*** DATA FOR REVIEW ***
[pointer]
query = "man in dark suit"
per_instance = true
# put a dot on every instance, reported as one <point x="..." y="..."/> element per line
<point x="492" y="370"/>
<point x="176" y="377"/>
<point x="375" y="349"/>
*** End of DATA FOR REVIEW ***
_WORK TO BE COMPLETED_
Would you print all of the material above exactly as written?

_ANSWER SECTION_
[pointer]
query = "man in dark suit"
per_instance = true
# put a dot on every instance, reported as one <point x="..." y="..."/> element per line
<point x="492" y="370"/>
<point x="176" y="377"/>
<point x="375" y="349"/>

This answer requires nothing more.